§ **Problem details**: An exact copy of all the data below is needed.
================
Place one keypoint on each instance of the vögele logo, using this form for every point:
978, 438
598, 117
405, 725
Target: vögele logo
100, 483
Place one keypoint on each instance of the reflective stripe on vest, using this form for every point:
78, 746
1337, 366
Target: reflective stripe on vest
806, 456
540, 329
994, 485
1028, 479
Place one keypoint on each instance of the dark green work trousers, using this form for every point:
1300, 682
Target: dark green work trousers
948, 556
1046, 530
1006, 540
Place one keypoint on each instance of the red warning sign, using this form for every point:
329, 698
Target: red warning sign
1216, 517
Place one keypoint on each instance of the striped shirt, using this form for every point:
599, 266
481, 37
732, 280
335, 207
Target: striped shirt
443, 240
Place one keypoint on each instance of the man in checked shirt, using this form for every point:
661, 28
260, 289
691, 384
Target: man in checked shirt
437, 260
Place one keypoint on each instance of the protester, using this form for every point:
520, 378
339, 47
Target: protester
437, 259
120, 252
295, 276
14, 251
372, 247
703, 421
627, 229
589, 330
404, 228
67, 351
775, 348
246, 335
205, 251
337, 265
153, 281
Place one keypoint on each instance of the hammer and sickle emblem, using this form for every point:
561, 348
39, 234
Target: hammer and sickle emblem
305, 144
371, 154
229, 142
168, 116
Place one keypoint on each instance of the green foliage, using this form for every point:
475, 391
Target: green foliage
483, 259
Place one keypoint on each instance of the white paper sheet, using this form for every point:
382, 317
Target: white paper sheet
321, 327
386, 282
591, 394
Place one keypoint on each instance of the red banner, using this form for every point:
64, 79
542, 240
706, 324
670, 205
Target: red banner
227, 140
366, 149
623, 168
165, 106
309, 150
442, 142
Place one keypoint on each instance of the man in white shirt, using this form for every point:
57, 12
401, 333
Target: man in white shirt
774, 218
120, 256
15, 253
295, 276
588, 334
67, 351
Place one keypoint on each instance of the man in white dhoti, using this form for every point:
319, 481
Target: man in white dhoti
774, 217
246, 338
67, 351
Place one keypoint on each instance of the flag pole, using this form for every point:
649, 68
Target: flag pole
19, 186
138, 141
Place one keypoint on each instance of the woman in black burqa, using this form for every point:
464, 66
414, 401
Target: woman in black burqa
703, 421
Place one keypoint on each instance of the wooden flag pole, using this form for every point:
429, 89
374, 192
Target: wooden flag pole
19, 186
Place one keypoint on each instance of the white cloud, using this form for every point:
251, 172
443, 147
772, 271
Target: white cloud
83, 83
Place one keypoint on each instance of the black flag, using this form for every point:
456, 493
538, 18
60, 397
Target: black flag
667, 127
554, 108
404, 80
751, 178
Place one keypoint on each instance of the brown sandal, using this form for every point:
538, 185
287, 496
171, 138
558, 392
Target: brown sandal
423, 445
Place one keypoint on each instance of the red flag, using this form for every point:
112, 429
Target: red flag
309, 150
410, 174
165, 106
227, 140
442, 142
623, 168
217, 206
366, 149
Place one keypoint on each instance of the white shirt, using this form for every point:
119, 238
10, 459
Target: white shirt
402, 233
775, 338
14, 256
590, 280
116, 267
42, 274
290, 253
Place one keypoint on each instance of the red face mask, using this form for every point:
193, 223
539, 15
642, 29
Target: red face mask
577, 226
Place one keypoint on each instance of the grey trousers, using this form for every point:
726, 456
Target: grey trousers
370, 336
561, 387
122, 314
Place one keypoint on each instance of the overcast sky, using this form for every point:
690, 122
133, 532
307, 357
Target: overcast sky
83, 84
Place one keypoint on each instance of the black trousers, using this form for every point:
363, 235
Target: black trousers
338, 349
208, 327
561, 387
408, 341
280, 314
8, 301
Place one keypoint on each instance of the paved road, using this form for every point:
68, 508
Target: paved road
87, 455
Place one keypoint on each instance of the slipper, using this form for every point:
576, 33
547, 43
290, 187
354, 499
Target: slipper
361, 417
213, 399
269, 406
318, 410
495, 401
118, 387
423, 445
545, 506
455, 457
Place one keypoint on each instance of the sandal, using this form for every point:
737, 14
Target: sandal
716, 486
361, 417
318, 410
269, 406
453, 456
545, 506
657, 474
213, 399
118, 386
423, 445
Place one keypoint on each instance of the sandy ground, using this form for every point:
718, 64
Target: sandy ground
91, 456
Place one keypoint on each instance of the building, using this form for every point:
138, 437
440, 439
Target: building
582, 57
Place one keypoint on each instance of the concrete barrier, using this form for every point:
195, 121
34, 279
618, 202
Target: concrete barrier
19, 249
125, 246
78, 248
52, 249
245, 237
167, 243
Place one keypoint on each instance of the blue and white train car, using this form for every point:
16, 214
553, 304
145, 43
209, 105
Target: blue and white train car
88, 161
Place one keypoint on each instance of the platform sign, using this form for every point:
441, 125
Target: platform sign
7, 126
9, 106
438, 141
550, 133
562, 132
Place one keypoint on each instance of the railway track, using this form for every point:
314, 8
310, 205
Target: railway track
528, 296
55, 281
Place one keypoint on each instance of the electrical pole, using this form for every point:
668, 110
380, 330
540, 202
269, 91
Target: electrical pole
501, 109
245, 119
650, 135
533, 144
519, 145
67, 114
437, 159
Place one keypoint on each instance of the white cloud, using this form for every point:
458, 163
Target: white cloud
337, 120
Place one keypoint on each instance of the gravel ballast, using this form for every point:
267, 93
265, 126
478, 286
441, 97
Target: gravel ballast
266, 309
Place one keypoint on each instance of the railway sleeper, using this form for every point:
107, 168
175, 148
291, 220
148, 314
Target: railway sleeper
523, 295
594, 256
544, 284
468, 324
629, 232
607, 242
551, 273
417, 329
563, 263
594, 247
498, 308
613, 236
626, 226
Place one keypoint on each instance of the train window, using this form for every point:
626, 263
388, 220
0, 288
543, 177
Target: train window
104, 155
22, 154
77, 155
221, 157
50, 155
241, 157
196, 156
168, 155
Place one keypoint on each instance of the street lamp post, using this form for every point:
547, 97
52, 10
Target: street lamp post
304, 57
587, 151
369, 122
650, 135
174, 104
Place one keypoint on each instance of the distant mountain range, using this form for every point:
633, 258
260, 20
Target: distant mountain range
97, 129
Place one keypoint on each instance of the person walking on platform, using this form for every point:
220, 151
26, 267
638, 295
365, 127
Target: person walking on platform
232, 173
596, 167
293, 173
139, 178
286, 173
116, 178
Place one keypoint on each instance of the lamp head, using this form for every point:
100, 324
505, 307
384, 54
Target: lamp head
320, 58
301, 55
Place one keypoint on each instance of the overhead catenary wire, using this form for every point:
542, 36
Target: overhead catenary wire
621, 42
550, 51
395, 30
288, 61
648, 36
================
§ **Result**:
Place one keypoint on each instance of the vögele logo, using this form for every point:
978, 438
598, 117
405, 725
Target: vögele logo
100, 483
Place one keypoint on each instance of the reflective stripe on vest, using this form for every point:
78, 746
1337, 366
Target: reflective stripe on vest
806, 456
540, 329
994, 485
1028, 479
Place one keypoint on each instance of the dark green work trousers, using this form for every point:
1300, 682
Target: dark green work trousers
948, 556
1046, 530
1006, 540
Place one keypoint on each instance of the red warning sign, using this form for every point:
329, 698
Target: red warning sign
1216, 517
Place one keypoint on each instance of the striped shirt, using this form for every point:
599, 266
481, 37
732, 280
335, 207
Target: striped shirt
443, 240
Place one keypoint on each instance of the man in checked shirt, using this form for every point:
661, 28
260, 289
691, 384
Target: man in checked shirt
437, 260
Place one keypoint on each instance of the protester, using this form for every point:
520, 378
339, 47
Target: protester
437, 259
120, 252
295, 276
14, 251
372, 247
703, 421
627, 229
589, 330
404, 228
67, 351
775, 348
246, 335
205, 251
337, 265
153, 281
Place one keypoint on each instance of the hammer and sickle emblem, using this form for every point:
561, 348
39, 234
Target: hammer and sickle emblem
305, 144
371, 154
229, 142
168, 116
Place one keypoint on each instance of the green foliage, using this form for every point:
475, 391
Target: green foliage
483, 259
Place one keypoint on each instance of the white paper sheet, using this form for every point:
382, 317
Target: white paper sheet
321, 327
386, 282
591, 394
Place one keypoint on each instance of the red banner, using this form for every point:
64, 79
542, 240
706, 324
670, 205
Target: red banner
227, 140
366, 149
623, 168
165, 106
309, 150
442, 142
Place one keypoint on each instance of the man in white shirt, using this form for every point:
57, 12
401, 333
Target: man in white shirt
774, 218
120, 256
15, 253
295, 276
588, 334
67, 351
Place one keypoint on each instance of the man in white dhoti, using this form for every point:
319, 481
Target: man in white dhoti
774, 217
246, 338
67, 351
Place one keypoint on each instance of the flag pole, using this form for every point:
649, 68
Target: flag pole
19, 186
138, 141
Place one keypoint on each instance of the woman in black burqa, using this form for every point:
464, 66
414, 401
Target: woman in black burqa
703, 421
Place one keypoint on each instance of the wooden flag pole, using this form for every point:
429, 89
374, 192
Target: wooden flag pole
19, 186
Place one keypoint on each instance of the white cloud, using this form for every point:
251, 172
443, 147
772, 271
Target: white cloud
83, 83
Place one keypoint on each instance of the black flag, using this form for every point:
456, 493
538, 18
60, 397
Target: black flag
667, 127
554, 108
404, 80
751, 178
Place one keypoint on each instance of the brown sandal, using this form for every point:
538, 185
287, 496
171, 138
558, 392
Target: brown sandal
423, 445
Place one keypoint on each instance of the red flag, using this form for every point:
112, 429
Target: red flag
309, 150
410, 174
165, 106
227, 140
442, 142
623, 168
217, 206
366, 149
Place one keypoint on each instance of the white shirt, using this form for every point:
119, 238
10, 459
Target: white shirt
402, 233
775, 338
14, 256
590, 280
116, 267
42, 274
290, 253
Place one keypoint on each instance of the red face mask, using this form for every point:
193, 223
539, 15
642, 29
Target: red face mask
577, 226
Place one keypoint on each instance of the grey trousers, using this form for every point:
726, 456
Target: grey trousers
370, 336
561, 387
122, 314
Place one keypoint on each instance of the overcast sky, using this form for every point:
690, 122
133, 532
307, 357
Target: overcast sky
83, 84
Place one keypoint on each instance of the black trousers, using this form for every point:
363, 235
Target: black trousers
338, 349
208, 327
561, 387
408, 341
280, 314
8, 301
Place one keypoint on each instance of the paved road, using this form for every point:
68, 508
Target: paved road
87, 455
Place one keypoint on each instance of the slipper, using this form for every point:
576, 33
547, 43
290, 187
354, 499
Target: slipper
361, 417
213, 399
269, 406
318, 410
495, 401
118, 387
423, 445
545, 506
455, 457
Place one keypoint on each instance of the sandal, using this form for every point:
737, 14
Target: sandal
716, 486
361, 417
318, 410
269, 406
453, 456
545, 506
657, 474
213, 399
118, 386
423, 445
Place one keypoint on each instance of the sandy ground, using this form for every point:
718, 64
Target: sandy ground
91, 456
Place one keypoint on each instance of the building, using this form for every point:
138, 437
440, 439
Target: building
582, 57
Place one keypoint on each instance of the concrete barrier, using this form for every point:
195, 121
34, 279
618, 202
Target: concrete barrier
19, 249
125, 246
78, 248
52, 249
245, 237
167, 243
Place one keypoint on each instance of the blue and white train car, using this form for every point:
16, 214
553, 304
145, 43
209, 105
Target: blue and white train car
88, 161
Place one keypoint on each instance of the platform sign, using this form for every point:
441, 125
Target: platform sign
7, 126
9, 106
438, 141
550, 133
562, 132
Place one keypoint on each instance of the railway track, using this form for every point:
314, 8
310, 205
Target: railway track
528, 296
55, 281
Place one keypoint on each instance of the electrical pole, using this form for every point:
668, 110
380, 330
540, 202
269, 91
Target: electrical pole
501, 109
245, 119
650, 135
533, 144
519, 145
67, 114
437, 159
Place one keypoint on each instance of the white cloud, using this form for every point:
458, 163
Target: white cloud
337, 120
Place one keypoint on each instance of the gravel ballast, using this form for every point:
267, 93
265, 126
478, 286
441, 97
Target: gravel ballast
266, 309
Place one keypoint on each instance of the railway sleeper, using this form for every point:
107, 168
175, 148
291, 220
148, 314
Target: railway sleeper
523, 295
594, 256
544, 284
468, 324
629, 232
607, 242
551, 273
417, 329
563, 263
594, 247
498, 308
613, 236
626, 226
Place one keypoint on each instance of the train window, using this form for every point:
626, 263
388, 220
0, 288
543, 177
Target: train window
104, 155
22, 154
77, 155
221, 157
50, 155
241, 157
196, 156
168, 155
Place one keypoint on each instance of the street lamp post, using this form for every point:
547, 97
52, 10
Target: street lamp post
304, 57
587, 151
369, 122
650, 135
174, 104
Place one keypoint on each instance of the distant mountain range, using this form for every point:
633, 258
260, 20
Target: distant mountain range
97, 129
Place one keypoint on each instance of the person walking on platform, using this form for every point:
220, 151
26, 267
638, 295
365, 127
Target: person walking on platform
232, 173
596, 167
293, 173
139, 178
286, 173
116, 178
Place one keypoint on each instance of the lamp head, using this form for every point:
100, 324
505, 307
384, 54
Target: lamp head
320, 58
301, 55
Place one keypoint on each instance of the overhead catenary wire, using this form for every point:
542, 36
Target: overhead catenary wire
621, 42
550, 51
395, 30
288, 61
648, 36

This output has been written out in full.